### Extracted text
Local ablative therapies and loco-regional therapies are being increasingly used for the purpose of providing local control of primary liver tumors and liver metastases while sparing normal liver tissue. In this manuscript, literature on the use of fluorodeoxyglucose positron emission tomography (FDG PET) to monitor local and loco-regional treatment for hepatocellular carcinoma (HCC) and liver metastases, mainly limited to radiofrequency ablation (RFA) and selective internal radiation therapy (SIRT) is reviewed. Available data obtained primarily in secondary liver tumors and to a lesser extent in HCC support the notion that FDG PET performed early after RFA provides additional information about the efficacy of local tumor ablation by differentiating post-treatment changes from residual or recurrent malignant tumor. In addition, FDG PET was shown to have an added value for the detection of tumor recurrence. Thus, FDG PET imaging may not only improve treatment evaluation but also provide an opportunity for early re-intervention following RFA. Potential problems that might occur when using FDG PET for the purpose of evaluation of RFA are false negative results due to partial volume effect when dealing with small lesions (<1 cm) or due to diabetes and false positive results due to abscess formation. Larger studies are warranted to confirm these promising


With regard to SIRT, several studies, almost exclusively performed in patients suffering from liver metastases, have addressed the feasibility of using FDG PET for the assessment and quantification of metabolic response of SIRT with (90)Y-microspheres. These studies consistently show that traditional morphological imaging, computed tomography/magnetic resonance imaging, is insensitive in monitoring response, owing to the presence of necrosis, edema, hemorrhage and cystic changes, when compared to metabolic imaging. Thus, in view of the lack of reliability of tumor markers and/or the potential for delineating the presence of extra-hepatic metastatic cancers in these patients, when confirmed by additional studies, FDG PET may prove to be an excellent adjunct for assessing response following SIRT of liver metastases.

### Using the information
a - Answer from the FDG PET text:
(i) Below what lesion size can the partial volume effect cause false negative results after RFA?
(ii) What can cause false positive results?
(iii) What kind of microspheres are used in the SIRT studies?
b - Copy the FDG PET text word for word between "With regard to" and "of liver metastases.", inclusive.

### Data
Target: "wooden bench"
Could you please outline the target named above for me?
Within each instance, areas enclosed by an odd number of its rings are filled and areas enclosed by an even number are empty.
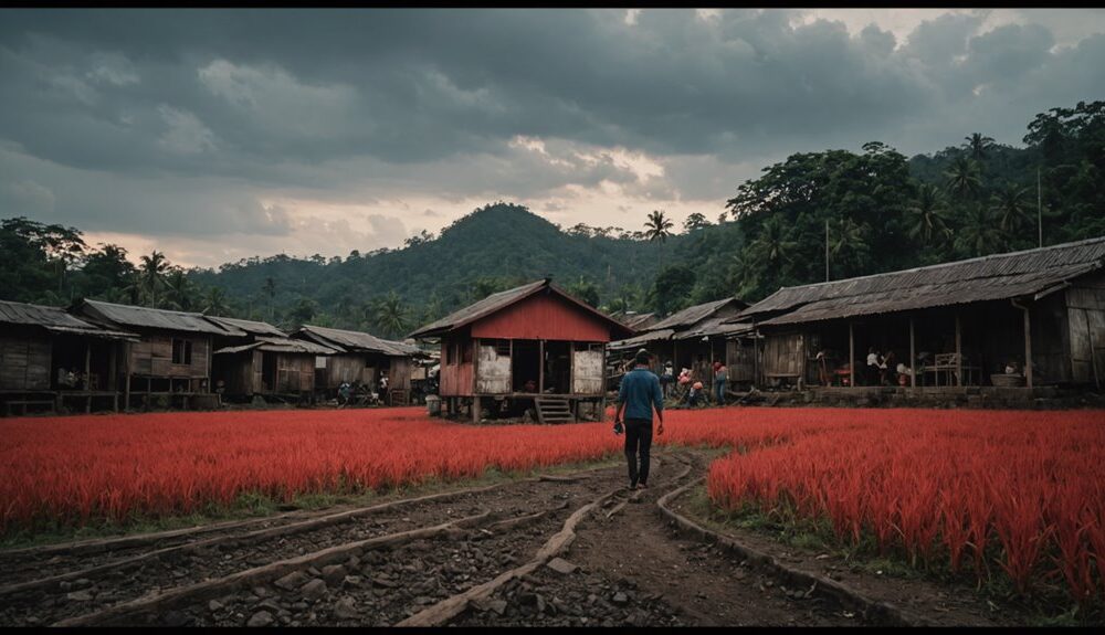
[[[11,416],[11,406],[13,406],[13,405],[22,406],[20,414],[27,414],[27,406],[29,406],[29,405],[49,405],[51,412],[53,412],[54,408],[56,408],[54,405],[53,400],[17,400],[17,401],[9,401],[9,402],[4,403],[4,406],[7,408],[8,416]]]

==

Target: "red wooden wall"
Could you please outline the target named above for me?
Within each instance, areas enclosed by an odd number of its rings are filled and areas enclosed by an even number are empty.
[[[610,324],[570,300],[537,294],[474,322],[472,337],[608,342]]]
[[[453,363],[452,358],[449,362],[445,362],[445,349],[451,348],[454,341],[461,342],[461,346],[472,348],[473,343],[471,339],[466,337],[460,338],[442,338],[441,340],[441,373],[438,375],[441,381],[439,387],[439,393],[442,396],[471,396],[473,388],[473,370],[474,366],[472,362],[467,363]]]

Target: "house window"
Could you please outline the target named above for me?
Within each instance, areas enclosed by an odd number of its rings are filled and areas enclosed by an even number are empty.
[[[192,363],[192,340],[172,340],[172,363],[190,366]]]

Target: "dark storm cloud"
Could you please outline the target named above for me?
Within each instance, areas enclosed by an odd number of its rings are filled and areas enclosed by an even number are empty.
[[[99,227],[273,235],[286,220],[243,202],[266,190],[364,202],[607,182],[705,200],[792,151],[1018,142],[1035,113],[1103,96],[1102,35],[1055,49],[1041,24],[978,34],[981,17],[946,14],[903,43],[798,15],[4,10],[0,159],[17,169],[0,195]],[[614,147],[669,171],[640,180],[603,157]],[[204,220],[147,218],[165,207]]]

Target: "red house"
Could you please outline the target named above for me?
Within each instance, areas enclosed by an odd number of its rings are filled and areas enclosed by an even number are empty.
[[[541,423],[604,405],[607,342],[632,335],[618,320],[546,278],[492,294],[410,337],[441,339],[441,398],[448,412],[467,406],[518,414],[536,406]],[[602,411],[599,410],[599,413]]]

### Responses
a -
(i) 1 cm
(ii) Abscess formation
(iii) (90)Y-microspheres

b -
With regard to SIRT, several studies, almost exclusively performed in patients suffering from liver metastases, have addressed the feasibility of using FDG PET for the assessment and quantification of metabolic response of SIRT with (90)Y-microspheres. These studies consistently show that traditional morphological imaging, computed tomography/magnetic resonance imaging, is insensitive in monitoring response, owing to the presence of necrosis, edema, hemorrhage and cystic changes, when compared to metabolic imaging. Thus, in view of the lack of reliability of tumor markers and/or the potential for delineating the presence of extra-hepatic metastatic cancers in these patients, when confirmed by additional studies, FDG PET may prove to be an excellent adjunct for assessing response following SIRT of liver metastases.